- [WHAT YOU SHOULD DO]: Transcribe the data that follows without changing a word, and omit the pictures.

- [SUPPLIED DATA]:

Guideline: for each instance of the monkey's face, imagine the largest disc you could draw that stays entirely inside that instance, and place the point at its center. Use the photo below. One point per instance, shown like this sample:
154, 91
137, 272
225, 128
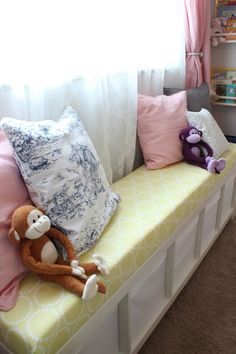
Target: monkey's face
194, 136
38, 224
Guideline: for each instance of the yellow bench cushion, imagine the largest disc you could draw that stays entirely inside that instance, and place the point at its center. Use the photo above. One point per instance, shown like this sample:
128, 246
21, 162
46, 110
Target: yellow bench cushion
154, 203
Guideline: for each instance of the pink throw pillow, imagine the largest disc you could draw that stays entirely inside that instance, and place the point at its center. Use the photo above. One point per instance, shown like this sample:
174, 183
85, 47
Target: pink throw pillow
160, 120
13, 193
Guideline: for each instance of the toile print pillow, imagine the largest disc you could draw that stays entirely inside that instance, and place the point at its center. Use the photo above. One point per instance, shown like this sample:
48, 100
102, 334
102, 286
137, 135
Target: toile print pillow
64, 175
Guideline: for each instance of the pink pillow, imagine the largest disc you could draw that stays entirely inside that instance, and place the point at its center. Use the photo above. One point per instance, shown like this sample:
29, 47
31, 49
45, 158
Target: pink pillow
13, 193
160, 120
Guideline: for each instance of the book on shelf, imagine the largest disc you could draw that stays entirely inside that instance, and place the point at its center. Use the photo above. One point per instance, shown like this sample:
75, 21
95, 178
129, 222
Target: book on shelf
223, 81
230, 92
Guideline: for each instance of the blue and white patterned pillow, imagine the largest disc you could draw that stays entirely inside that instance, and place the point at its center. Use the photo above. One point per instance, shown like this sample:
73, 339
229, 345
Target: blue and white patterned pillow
64, 175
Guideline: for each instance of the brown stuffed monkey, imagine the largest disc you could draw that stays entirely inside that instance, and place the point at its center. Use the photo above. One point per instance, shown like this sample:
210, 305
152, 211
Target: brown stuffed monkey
31, 228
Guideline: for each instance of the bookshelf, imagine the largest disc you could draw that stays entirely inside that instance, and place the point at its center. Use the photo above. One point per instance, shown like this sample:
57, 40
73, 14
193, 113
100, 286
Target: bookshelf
224, 55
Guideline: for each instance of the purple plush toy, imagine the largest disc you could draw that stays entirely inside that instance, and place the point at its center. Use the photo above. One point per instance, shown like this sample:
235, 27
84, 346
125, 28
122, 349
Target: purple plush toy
197, 152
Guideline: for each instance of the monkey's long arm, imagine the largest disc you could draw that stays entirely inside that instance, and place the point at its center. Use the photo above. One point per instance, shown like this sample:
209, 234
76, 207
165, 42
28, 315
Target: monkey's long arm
40, 267
63, 239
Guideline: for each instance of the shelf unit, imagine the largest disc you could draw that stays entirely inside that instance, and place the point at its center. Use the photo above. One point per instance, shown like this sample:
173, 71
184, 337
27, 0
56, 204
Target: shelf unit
224, 55
223, 43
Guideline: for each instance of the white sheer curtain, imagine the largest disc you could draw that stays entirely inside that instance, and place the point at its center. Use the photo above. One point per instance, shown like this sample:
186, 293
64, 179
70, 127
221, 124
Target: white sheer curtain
87, 54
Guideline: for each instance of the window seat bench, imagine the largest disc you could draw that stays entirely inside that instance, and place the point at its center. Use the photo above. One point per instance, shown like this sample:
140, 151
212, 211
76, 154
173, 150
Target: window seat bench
165, 224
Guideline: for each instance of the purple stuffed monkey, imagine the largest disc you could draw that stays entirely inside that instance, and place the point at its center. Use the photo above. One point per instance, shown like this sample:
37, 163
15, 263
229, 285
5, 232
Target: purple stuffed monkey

- [YOUR SOLUTION]:
Guideline: for each instance of the monkey's face, imagine the largest disc you could draw that stays entirely inside that instance, and place the point at its center. Use the photo below. One point per instance, shown like this sample:
154, 91
137, 272
225, 128
Target: monkey's face
194, 136
38, 224
Guideline: for each instance of the yellow bench cushion, imagine the largest disc you could draw that stays entirely inside that instance, and place the point at its center. Use the photo above. One point per instance, shown like this sample:
128, 246
21, 162
46, 110
Target: yellow bench cushion
154, 203
Guideline: for each instance of the pink throw pillow, imagine the largest disc you could draw that stays entirely inside that instance, and place the point at its center. Use the photo above. One point per instance, shown like this sample:
174, 183
85, 47
Target: pink throw pillow
160, 120
13, 193
Guideline: for each instance of the toile print pillow, imagine the largest disc you could draw that stays entirely inside that instance, and place the point at its center. Use the photo above. One point per instance, shown like this sample:
48, 100
102, 334
102, 286
137, 135
Target: toile print pillow
64, 175
Guideline: for each instance of the pink pillow, imagine the largest disc you could draw that stays entirely inside that instance, and place the point at its center. Use the photo above. One point per instance, shown like this sample:
29, 47
31, 49
45, 158
Target: pink pillow
13, 193
160, 120
Guideline: for each instance of the book on shelf, imagine the largest disc you could draw that stays entirely inside that instance, and place the point at its center. Use the photo above. One point per instance, shown like this sample:
75, 21
95, 178
129, 222
Target: book on shelf
223, 81
230, 92
Guideline: for each instance of the blue and white patterned pillow, imagine the largest disc you could draw that stays entirely inside that instance, and place the point at its center. Use the photo above. One point per instance, shown like this sample:
73, 339
229, 345
Target: blue and white patterned pillow
64, 175
Guideline: for each instance of the brown stuffed monkey, imagine the largest disc you could draw that stays entirely inside that instance, and place the point at its center. Use the photo above. One point per instance, shown like this sample:
210, 305
152, 211
Target: brown stuffed monkey
31, 228
Guideline: for each instance of the bookshelf, imagine the largest disc you could draw that stays entirely inside that instance, and place the point at its center. Use the photo above. One point per instance, shown like this sample:
57, 40
73, 14
193, 113
100, 286
Target: bookshelf
224, 55
Guideline: for each instance of the purple plush toy, imagine the largest disc you could draw that stays entirely inside that instance, and place the point at its center. Use the photo above. One point per instance, shown like this sample:
235, 27
84, 346
125, 28
122, 349
Target: purple plush toy
197, 152
Guideline: for each instance of the monkey's long arm, imagine the largest disc you could draw that stays entirely inside that instance, and place the point at its center. Use the photo above. One point per instance, shown like this sample:
209, 234
76, 207
165, 42
28, 315
Target: monkey's long arm
40, 267
63, 239
Guideline: for each instance of the shelf unit, imagine the largest disc you could draw that stays entirely inside that instance, and place the point at its center. Use the photo above. One point per instance, shown like this sample:
173, 71
184, 337
27, 0
56, 204
Target: shelf unit
224, 55
223, 43
Guideline: for each instance of the white sheer curtain, imagine the largest disc you could draw that stays entirely inside that instance, and place the point at its center. Use the photo above. One point per instance, shown like this sample:
186, 293
64, 179
70, 127
221, 124
Target: white sheer curtain
87, 54
Guideline: for each instance of the window seat bench, imagine the largest disc you could draw that stays entirely inside that instance, and place the point at its center. Use the photo above. One point per instance, shown like this sample:
140, 151
212, 211
76, 154
173, 150
Target: window seat bench
165, 224
Guideline: for each instance of the purple stuffed monkey, imagine the largest disc you could draw that stays entirely inside that instance, and place the point at its center. Use the photo above. One point per instance, shown like this sample:
37, 163
15, 263
229, 285
5, 232
Target: purple stuffed monkey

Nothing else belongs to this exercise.